[Start]

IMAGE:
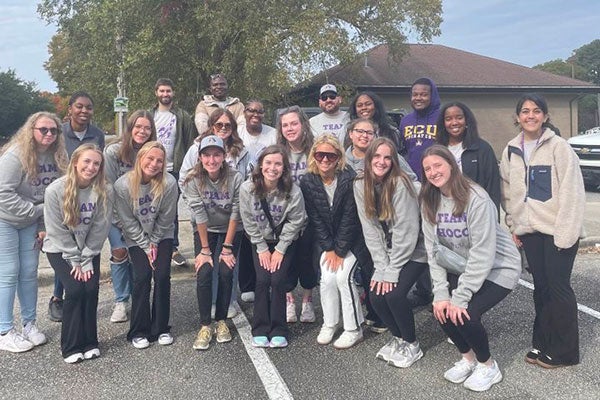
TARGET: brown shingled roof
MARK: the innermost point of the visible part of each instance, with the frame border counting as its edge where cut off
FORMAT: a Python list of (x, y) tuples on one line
[(448, 67)]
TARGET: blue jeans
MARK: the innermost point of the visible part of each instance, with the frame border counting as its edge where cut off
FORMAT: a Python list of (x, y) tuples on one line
[(18, 273), (120, 273)]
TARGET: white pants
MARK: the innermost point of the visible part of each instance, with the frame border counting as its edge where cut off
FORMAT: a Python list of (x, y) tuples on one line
[(338, 285)]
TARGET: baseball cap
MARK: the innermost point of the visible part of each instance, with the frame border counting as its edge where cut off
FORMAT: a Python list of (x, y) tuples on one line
[(211, 141), (328, 88)]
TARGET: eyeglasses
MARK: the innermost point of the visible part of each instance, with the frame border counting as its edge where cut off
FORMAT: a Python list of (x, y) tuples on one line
[(331, 96), (364, 132), (254, 111), (45, 131), (143, 128), (221, 126), (321, 155)]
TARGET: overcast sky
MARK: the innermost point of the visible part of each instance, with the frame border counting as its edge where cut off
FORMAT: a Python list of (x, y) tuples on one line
[(523, 32)]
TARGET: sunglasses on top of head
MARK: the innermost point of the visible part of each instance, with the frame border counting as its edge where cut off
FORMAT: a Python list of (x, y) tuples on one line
[(45, 131), (321, 155), (330, 96)]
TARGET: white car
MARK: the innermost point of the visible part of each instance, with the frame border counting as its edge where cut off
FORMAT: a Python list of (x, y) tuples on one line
[(587, 147)]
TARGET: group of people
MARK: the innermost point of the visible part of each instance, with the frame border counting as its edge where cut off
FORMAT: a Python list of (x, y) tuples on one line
[(408, 211)]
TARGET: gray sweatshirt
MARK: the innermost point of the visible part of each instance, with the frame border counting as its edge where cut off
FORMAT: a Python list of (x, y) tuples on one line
[(477, 236), (81, 244), (407, 241), (298, 166), (283, 210), (114, 168), (213, 205), (21, 198), (151, 221)]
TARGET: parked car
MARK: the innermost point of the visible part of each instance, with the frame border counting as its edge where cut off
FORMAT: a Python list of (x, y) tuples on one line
[(587, 147)]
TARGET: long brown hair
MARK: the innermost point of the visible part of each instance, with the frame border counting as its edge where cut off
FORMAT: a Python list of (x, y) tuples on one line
[(383, 210), (127, 151), (459, 185), (157, 183), (25, 142), (284, 185), (70, 204), (233, 144), (307, 136)]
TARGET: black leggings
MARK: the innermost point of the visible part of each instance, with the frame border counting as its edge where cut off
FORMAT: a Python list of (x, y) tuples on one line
[(555, 328), (394, 309), (79, 330), (472, 335)]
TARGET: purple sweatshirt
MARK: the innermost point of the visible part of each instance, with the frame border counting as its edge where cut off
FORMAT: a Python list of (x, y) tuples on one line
[(418, 130)]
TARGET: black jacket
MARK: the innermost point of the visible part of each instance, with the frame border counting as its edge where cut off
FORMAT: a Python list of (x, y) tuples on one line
[(337, 227), (480, 164)]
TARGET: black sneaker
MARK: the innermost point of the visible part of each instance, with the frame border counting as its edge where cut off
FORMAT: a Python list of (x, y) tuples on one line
[(545, 361), (378, 327), (178, 259), (55, 309), (532, 356)]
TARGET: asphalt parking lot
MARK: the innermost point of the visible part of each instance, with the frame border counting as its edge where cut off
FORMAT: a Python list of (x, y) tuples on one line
[(304, 370)]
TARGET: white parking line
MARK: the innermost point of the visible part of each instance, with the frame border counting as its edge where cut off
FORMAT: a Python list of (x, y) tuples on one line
[(584, 309), (272, 381)]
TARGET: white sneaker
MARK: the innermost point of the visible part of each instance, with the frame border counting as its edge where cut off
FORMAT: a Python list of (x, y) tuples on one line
[(326, 334), (483, 377), (405, 355), (119, 312), (140, 342), (308, 312), (91, 354), (247, 297), (348, 339), (290, 312), (74, 358), (231, 311), (385, 352), (33, 335), (461, 371), (15, 343), (165, 339)]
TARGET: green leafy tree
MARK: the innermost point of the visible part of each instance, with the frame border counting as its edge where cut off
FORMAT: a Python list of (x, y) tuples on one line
[(264, 48), (19, 100)]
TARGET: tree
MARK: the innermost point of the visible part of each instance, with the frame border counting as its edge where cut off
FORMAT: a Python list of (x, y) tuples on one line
[(264, 48), (19, 99)]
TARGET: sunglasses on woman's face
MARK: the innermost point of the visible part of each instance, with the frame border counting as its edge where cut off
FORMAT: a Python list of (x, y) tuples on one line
[(321, 155), (220, 125), (47, 131)]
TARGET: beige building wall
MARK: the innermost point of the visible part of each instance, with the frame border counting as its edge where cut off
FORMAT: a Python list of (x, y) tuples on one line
[(495, 113)]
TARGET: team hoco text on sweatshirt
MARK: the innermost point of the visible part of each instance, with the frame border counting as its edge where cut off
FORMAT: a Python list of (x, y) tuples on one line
[(81, 244), (22, 197), (286, 209), (477, 236), (151, 220), (213, 204)]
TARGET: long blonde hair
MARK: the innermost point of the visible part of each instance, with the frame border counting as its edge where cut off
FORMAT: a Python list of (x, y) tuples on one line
[(331, 140), (71, 209), (383, 210), (25, 142), (157, 183)]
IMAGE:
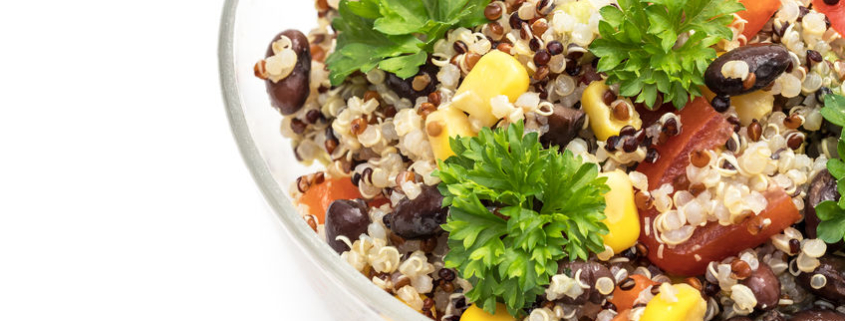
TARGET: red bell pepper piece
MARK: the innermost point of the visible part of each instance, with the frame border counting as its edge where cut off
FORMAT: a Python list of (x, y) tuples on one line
[(703, 128), (320, 196)]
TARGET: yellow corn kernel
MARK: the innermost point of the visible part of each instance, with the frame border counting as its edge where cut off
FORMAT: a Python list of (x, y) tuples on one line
[(623, 219), (580, 10), (602, 121), (495, 74), (474, 313), (442, 124), (686, 306), (754, 105)]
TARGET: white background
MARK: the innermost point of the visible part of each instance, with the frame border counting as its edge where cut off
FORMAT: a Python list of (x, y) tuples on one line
[(122, 193)]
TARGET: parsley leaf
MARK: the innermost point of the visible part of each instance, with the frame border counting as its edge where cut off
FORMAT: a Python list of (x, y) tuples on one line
[(640, 48), (516, 210), (831, 229), (395, 35)]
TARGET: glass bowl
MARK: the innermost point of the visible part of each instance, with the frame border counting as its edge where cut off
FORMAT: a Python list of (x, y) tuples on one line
[(246, 29)]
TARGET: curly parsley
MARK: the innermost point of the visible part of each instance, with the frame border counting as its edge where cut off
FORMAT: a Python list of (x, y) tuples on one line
[(641, 47), (395, 35), (516, 210), (831, 229)]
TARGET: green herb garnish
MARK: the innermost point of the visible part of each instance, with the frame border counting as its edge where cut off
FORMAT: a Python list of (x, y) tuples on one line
[(548, 206), (831, 229), (395, 35), (640, 48)]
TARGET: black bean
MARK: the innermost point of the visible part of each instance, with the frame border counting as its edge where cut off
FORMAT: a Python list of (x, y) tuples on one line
[(419, 218), (821, 93), (766, 61), (833, 269), (460, 47), (534, 44), (630, 145), (515, 21), (627, 130), (564, 125), (721, 103), (405, 88), (590, 273), (612, 141), (289, 94), (348, 218), (765, 286), (542, 57), (555, 47), (651, 156)]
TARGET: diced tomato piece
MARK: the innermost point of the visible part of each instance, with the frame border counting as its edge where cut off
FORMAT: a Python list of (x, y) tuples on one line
[(757, 13), (835, 13), (703, 128), (714, 242), (624, 299), (319, 197)]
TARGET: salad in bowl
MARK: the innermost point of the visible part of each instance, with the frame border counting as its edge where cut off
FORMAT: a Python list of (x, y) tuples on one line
[(611, 160)]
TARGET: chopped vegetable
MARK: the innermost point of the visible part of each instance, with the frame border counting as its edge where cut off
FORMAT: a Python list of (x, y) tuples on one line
[(835, 13), (602, 120), (443, 124), (661, 46), (624, 299), (831, 229), (476, 90), (703, 128), (474, 313), (320, 196), (682, 303), (395, 35), (623, 220), (544, 206), (757, 13), (714, 242), (706, 129)]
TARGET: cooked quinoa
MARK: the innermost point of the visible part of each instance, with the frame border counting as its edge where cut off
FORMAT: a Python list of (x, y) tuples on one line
[(378, 133)]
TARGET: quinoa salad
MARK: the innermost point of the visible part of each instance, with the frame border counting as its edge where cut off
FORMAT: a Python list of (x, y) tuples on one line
[(544, 160)]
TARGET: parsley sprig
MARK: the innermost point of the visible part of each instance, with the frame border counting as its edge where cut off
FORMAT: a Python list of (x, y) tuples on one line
[(516, 210), (640, 48), (831, 229), (395, 35)]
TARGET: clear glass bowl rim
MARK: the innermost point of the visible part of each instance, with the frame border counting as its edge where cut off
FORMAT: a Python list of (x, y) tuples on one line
[(351, 281)]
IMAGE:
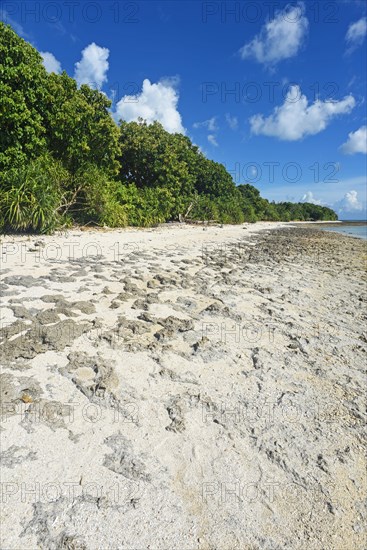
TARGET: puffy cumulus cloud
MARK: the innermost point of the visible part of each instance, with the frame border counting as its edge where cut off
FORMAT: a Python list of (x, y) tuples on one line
[(155, 102), (213, 140), (5, 18), (350, 203), (356, 34), (210, 124), (232, 121), (296, 118), (93, 66), (308, 197), (51, 64), (280, 38), (356, 142)]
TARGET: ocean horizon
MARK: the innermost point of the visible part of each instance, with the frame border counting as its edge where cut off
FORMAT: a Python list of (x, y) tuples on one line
[(357, 228)]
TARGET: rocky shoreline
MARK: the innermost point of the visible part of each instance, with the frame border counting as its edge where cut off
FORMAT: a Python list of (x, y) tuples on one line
[(181, 388)]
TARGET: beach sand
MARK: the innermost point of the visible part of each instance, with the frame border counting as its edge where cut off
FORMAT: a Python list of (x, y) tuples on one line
[(183, 388)]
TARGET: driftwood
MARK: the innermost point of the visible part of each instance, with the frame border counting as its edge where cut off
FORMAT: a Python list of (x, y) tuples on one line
[(185, 219), (198, 222)]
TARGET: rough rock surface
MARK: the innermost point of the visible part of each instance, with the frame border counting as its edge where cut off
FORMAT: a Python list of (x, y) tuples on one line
[(196, 390)]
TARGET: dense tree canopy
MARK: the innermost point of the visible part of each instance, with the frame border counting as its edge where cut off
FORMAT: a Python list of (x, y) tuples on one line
[(63, 160)]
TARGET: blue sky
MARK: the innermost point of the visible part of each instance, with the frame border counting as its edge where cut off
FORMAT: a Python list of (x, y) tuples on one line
[(274, 90)]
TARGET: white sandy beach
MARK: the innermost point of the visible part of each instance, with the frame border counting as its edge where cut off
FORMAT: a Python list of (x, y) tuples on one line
[(183, 387)]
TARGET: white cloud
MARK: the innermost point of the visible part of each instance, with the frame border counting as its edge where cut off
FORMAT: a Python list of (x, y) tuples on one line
[(280, 38), (232, 121), (308, 197), (356, 34), (155, 102), (93, 66), (212, 139), (210, 124), (296, 118), (51, 64), (350, 203), (5, 18), (356, 142)]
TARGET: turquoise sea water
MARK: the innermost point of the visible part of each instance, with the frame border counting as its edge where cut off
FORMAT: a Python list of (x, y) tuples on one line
[(359, 231)]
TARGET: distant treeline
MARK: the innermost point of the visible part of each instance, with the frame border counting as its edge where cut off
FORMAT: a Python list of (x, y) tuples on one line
[(64, 161)]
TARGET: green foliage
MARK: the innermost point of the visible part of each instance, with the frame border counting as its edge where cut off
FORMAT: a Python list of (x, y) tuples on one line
[(93, 198), (31, 196), (79, 128), (63, 160), (22, 89), (258, 208)]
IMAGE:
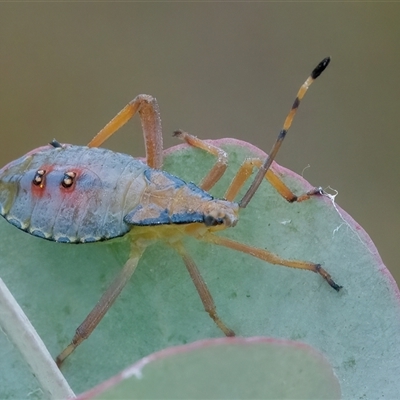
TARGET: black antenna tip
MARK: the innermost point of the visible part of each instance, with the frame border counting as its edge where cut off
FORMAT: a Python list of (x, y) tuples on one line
[(320, 68)]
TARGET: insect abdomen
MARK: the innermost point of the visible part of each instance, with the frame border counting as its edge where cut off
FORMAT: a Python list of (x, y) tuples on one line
[(49, 195)]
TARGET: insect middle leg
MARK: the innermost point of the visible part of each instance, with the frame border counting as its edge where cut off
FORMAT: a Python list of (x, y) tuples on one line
[(147, 107), (202, 288)]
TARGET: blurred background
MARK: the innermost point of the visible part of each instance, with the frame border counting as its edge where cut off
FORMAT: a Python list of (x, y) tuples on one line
[(218, 70)]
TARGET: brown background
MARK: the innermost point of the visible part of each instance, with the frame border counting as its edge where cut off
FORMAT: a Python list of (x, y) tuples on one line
[(218, 70)]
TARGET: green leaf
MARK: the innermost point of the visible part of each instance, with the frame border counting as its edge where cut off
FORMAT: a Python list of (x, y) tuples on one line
[(254, 368), (356, 329)]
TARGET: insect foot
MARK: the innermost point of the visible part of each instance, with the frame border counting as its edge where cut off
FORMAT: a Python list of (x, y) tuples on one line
[(221, 212)]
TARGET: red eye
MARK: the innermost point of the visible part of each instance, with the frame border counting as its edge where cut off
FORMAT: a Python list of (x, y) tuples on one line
[(38, 179), (68, 180)]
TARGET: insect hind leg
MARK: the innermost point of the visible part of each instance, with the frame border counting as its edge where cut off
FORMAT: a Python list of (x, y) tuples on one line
[(106, 301), (244, 173), (221, 164), (270, 257)]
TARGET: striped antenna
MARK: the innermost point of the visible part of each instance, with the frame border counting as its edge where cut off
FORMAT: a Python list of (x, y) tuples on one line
[(288, 122)]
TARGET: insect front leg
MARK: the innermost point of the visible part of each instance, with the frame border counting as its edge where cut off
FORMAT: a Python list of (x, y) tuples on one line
[(202, 288), (147, 107), (245, 172), (107, 299)]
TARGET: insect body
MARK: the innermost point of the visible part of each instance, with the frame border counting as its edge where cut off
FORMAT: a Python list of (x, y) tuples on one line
[(80, 194), (100, 197)]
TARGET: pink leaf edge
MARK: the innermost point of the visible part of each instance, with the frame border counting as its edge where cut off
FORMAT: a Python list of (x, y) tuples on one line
[(346, 217), (136, 368)]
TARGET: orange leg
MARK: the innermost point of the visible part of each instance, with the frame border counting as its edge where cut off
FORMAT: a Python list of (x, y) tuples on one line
[(245, 171), (202, 288), (268, 256), (106, 301), (151, 124), (220, 165)]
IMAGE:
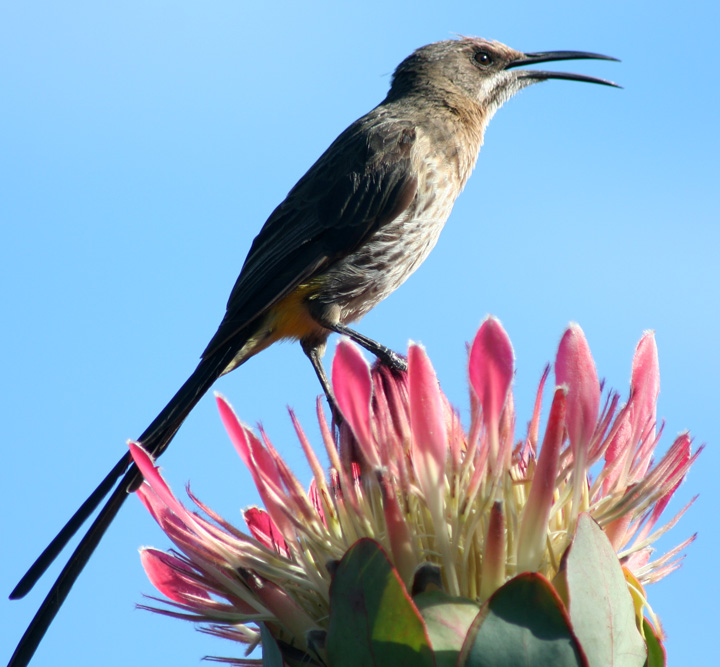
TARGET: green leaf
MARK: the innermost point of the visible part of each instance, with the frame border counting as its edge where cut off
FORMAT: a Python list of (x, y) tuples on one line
[(447, 620), (524, 624), (656, 651), (600, 606), (373, 621)]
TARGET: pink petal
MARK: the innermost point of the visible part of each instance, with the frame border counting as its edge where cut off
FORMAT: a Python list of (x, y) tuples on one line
[(264, 530), (644, 383), (166, 573), (427, 422), (352, 387), (534, 522), (575, 368), (146, 465), (491, 369)]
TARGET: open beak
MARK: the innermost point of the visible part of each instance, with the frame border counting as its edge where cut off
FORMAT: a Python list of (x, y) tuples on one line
[(551, 56)]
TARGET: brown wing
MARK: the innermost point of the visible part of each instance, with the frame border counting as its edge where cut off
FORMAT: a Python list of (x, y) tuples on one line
[(363, 181)]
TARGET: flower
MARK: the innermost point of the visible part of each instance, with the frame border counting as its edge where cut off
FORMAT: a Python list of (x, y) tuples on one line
[(477, 505)]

[End]

### Task to carry out
Retype the lines of the listing starting at the line that contains "TARGET: white sandy beach" and ending at the line that contains "[(183, 387)]", both included, with no changes.

### Output below
TARGET: white sandy beach
MARK: the innermost point of the visible part of each instance, with the frame border counting as its edge where cut off
FORMAT: a Python list of (x, y) tuples on one line
[(183, 387)]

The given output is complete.